DATASET CONTENT START
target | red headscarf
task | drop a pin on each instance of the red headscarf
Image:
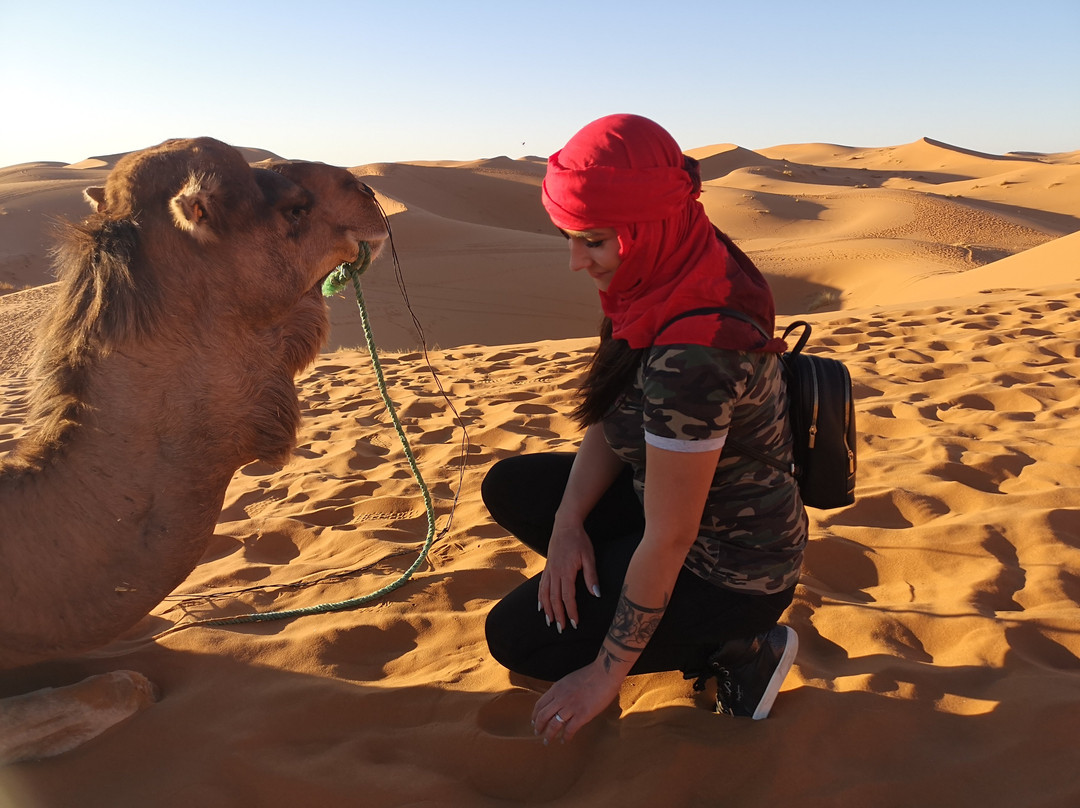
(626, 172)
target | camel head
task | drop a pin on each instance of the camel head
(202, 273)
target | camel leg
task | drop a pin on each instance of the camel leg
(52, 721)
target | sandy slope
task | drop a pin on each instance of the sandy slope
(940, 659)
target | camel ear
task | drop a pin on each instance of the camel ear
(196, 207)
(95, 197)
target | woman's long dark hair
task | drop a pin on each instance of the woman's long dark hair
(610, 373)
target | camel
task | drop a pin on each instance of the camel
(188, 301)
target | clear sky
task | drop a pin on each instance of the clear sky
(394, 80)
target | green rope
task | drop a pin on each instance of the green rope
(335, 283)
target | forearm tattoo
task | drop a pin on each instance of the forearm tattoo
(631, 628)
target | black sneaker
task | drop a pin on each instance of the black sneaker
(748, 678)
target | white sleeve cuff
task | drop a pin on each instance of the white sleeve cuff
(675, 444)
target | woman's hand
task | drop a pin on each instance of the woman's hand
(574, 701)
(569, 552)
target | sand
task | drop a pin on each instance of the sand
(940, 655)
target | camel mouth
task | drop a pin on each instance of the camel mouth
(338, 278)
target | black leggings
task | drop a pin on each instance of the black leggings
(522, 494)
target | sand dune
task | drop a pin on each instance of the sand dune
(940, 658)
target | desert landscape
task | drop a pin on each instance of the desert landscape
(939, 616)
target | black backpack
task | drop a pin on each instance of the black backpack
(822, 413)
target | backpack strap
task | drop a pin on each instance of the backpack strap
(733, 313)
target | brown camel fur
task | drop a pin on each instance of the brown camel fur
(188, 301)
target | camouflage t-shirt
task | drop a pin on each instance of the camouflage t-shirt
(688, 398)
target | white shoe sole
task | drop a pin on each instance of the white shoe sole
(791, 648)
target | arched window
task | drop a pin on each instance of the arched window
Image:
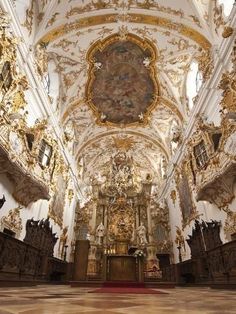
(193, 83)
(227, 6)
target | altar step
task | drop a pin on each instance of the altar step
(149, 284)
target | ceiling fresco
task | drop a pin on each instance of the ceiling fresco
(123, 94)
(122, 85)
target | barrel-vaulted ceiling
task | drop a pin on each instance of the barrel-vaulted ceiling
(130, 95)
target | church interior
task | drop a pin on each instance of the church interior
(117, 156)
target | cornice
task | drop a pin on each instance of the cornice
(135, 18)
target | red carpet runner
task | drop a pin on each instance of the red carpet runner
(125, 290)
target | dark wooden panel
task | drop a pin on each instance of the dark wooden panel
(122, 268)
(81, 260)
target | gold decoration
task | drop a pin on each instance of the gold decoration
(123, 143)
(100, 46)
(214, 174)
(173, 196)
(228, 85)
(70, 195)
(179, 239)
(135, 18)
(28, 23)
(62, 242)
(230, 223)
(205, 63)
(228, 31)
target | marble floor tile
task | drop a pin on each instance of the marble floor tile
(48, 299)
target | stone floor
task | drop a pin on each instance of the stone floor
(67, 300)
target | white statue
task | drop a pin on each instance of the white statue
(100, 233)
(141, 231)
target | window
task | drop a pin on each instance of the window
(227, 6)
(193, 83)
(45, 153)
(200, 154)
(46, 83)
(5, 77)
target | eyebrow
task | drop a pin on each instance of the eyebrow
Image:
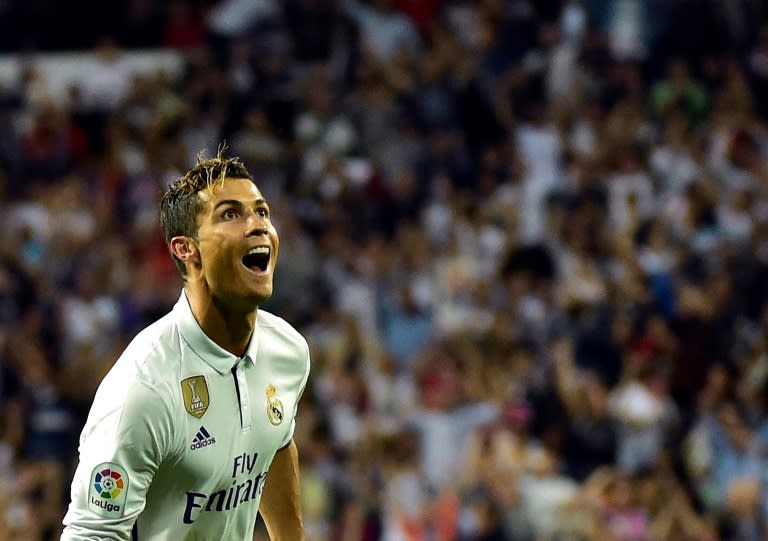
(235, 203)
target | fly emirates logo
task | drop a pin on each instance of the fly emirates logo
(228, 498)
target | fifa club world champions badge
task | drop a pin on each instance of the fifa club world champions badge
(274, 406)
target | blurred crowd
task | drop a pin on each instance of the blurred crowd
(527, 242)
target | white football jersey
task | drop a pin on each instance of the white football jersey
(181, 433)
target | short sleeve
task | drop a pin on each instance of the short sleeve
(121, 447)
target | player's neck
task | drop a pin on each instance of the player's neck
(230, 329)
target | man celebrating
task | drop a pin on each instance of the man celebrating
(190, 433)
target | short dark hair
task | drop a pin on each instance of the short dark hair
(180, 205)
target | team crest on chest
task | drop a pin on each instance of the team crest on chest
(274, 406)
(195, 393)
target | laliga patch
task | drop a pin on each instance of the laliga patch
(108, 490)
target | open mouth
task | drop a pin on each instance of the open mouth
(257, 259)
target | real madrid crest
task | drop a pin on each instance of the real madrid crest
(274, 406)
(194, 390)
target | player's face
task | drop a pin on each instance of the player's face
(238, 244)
DATASET CONTENT END
DATASET CONTENT START
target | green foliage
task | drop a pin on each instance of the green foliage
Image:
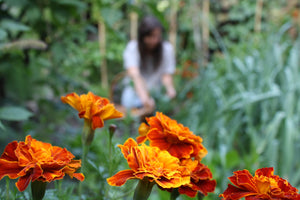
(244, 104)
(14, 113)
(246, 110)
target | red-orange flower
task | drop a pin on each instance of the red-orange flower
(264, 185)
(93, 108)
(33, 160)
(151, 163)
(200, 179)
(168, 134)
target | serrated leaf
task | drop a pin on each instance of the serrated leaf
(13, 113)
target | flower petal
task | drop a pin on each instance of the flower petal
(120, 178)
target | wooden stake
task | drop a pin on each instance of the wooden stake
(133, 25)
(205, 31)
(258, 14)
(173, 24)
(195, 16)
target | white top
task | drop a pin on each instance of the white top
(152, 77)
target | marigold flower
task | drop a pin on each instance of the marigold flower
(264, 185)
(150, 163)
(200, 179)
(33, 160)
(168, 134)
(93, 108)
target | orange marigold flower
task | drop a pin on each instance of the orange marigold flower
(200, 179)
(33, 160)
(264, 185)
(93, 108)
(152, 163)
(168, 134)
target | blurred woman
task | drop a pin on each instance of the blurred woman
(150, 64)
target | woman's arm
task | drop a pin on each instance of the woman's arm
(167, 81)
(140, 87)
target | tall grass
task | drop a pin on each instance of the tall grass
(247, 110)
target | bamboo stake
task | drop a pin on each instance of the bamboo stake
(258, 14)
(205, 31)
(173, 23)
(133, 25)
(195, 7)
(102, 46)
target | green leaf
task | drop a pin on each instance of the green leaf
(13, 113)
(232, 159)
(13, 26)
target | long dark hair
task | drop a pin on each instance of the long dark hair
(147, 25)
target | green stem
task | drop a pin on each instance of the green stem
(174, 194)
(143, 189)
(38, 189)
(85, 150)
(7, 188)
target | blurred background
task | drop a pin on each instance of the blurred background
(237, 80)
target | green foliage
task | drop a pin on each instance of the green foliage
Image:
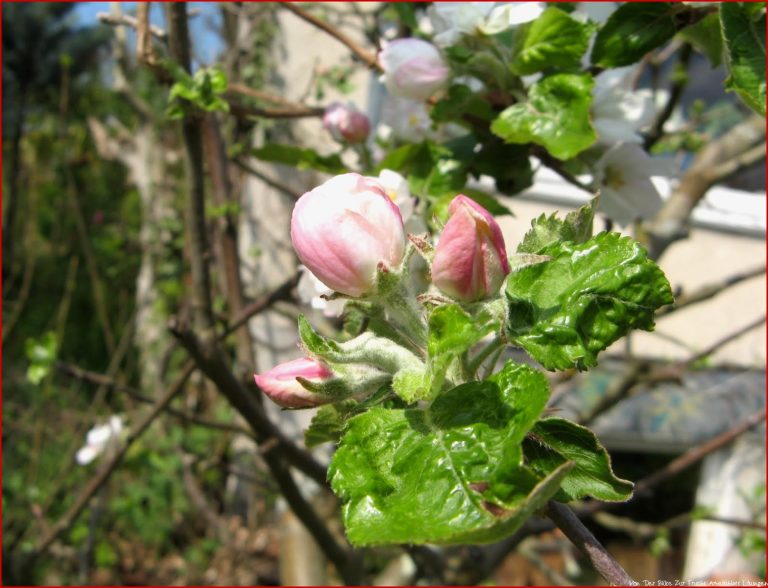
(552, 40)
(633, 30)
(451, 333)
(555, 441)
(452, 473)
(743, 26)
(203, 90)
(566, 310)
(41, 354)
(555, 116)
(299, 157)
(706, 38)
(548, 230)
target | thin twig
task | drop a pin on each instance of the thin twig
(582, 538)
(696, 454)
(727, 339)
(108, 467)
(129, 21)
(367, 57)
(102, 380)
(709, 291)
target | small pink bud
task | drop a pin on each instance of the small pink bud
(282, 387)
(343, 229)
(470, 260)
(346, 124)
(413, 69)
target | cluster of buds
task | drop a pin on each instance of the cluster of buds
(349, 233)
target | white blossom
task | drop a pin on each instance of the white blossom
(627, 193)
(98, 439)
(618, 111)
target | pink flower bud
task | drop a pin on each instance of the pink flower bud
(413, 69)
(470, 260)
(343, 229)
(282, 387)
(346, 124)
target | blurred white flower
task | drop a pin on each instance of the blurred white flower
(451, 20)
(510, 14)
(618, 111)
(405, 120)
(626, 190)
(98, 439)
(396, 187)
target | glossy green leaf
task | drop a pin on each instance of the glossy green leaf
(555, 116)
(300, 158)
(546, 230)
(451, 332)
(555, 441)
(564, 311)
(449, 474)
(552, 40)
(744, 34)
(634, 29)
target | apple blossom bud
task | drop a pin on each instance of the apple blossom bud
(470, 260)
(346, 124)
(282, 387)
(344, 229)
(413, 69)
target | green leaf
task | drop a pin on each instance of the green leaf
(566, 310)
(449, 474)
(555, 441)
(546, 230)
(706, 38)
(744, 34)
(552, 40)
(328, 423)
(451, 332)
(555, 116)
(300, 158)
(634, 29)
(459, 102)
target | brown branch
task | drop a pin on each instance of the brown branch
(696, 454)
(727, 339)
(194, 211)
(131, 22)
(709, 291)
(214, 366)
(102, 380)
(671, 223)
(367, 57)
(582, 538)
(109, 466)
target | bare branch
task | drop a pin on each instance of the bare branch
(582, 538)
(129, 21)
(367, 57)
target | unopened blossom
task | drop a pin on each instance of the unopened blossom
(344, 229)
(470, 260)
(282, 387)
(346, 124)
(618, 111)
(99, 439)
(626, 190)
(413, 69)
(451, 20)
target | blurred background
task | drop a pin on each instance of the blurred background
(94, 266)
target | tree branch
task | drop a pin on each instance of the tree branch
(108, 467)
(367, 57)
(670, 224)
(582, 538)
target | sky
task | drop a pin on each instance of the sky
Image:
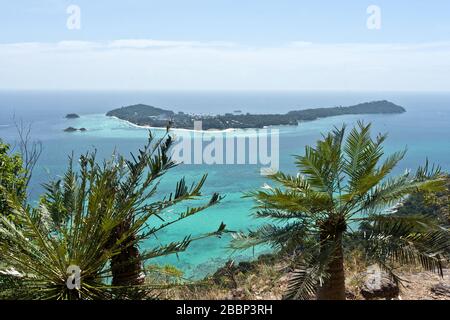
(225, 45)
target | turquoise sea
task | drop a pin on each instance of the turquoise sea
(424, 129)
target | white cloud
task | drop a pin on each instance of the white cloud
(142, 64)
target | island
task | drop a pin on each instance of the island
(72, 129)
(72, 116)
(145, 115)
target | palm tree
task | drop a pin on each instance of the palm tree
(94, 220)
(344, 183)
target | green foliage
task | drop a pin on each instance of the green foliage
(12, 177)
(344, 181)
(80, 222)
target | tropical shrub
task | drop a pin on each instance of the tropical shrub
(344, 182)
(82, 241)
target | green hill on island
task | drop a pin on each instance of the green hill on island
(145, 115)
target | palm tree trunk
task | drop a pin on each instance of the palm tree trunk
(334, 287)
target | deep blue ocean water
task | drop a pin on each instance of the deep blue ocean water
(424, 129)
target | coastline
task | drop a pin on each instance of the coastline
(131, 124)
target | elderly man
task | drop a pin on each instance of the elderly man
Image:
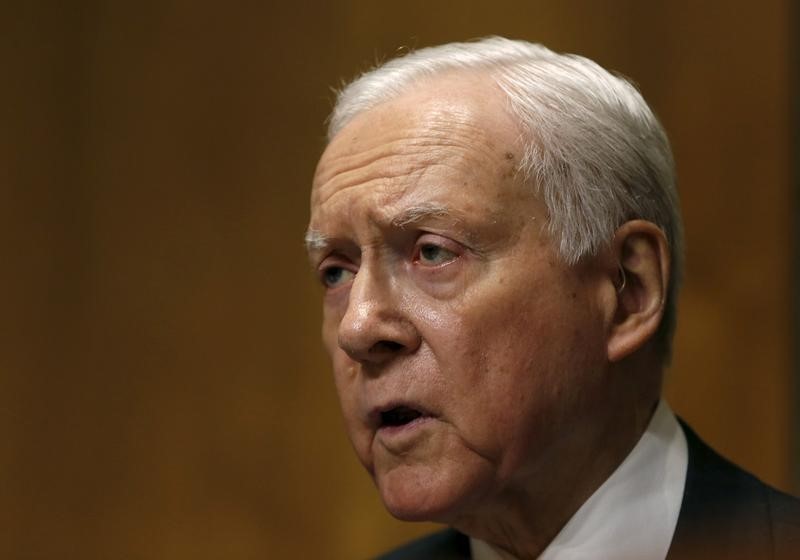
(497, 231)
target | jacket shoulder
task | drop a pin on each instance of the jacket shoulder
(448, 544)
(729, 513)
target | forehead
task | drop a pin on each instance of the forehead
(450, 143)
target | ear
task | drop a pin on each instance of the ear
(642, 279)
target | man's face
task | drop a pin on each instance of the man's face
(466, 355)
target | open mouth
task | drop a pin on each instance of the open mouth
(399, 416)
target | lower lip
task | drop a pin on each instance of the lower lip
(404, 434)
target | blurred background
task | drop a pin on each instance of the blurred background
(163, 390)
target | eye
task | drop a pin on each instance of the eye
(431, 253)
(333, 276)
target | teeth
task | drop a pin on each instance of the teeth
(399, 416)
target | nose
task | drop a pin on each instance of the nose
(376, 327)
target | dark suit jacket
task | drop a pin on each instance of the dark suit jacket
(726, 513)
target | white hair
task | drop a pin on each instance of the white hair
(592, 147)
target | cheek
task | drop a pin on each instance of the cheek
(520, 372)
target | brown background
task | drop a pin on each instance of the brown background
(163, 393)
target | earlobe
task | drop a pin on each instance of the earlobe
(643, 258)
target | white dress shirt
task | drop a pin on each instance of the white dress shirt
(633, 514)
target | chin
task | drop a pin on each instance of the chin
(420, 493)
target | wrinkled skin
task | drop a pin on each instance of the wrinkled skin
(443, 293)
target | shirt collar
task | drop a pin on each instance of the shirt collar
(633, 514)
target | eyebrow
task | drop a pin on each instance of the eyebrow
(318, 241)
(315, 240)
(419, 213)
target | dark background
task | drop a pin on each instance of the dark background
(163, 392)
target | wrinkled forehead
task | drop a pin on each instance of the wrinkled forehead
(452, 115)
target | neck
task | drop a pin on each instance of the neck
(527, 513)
DATASET CONTENT END
DATASET CONTENT START
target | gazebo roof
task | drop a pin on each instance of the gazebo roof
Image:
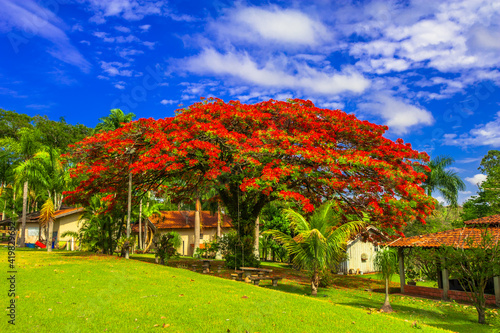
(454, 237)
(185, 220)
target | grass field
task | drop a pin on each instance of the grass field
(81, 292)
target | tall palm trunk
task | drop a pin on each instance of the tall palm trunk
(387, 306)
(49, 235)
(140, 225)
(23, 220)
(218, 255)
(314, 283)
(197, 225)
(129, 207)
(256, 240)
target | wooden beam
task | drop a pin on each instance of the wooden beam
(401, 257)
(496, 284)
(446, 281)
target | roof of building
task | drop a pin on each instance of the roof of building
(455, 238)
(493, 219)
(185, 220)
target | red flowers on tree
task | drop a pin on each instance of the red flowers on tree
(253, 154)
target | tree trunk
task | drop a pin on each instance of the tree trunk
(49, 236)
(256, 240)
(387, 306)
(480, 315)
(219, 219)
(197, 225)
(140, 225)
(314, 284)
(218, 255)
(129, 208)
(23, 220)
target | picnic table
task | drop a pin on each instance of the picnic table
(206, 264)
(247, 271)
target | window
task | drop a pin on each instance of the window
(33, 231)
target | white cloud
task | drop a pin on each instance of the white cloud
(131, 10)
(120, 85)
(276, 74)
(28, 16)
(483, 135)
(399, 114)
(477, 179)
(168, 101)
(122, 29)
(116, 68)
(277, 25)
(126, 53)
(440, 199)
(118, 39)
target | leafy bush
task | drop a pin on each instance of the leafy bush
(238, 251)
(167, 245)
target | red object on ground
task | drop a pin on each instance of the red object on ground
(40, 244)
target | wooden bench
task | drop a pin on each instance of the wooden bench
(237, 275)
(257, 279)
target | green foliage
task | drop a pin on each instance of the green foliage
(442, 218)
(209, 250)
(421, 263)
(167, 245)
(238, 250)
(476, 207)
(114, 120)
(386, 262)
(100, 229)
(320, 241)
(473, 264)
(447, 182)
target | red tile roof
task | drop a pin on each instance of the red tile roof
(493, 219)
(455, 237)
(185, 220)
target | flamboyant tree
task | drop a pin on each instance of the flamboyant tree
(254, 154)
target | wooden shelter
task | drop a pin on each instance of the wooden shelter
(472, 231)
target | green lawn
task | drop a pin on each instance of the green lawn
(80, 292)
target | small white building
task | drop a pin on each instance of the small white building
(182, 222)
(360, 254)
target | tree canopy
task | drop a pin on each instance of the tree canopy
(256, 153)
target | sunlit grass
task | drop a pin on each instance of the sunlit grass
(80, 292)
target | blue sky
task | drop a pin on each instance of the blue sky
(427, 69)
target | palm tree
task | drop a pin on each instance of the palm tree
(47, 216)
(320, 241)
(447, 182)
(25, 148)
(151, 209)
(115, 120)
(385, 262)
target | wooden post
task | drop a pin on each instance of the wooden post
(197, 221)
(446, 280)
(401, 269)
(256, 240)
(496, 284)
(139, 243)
DATASET CONTENT END
> _TASK STATEMENT_
The sole thing to report is how many lines in the data hold the string "headscarf".

> _ANSWER SPACE_
2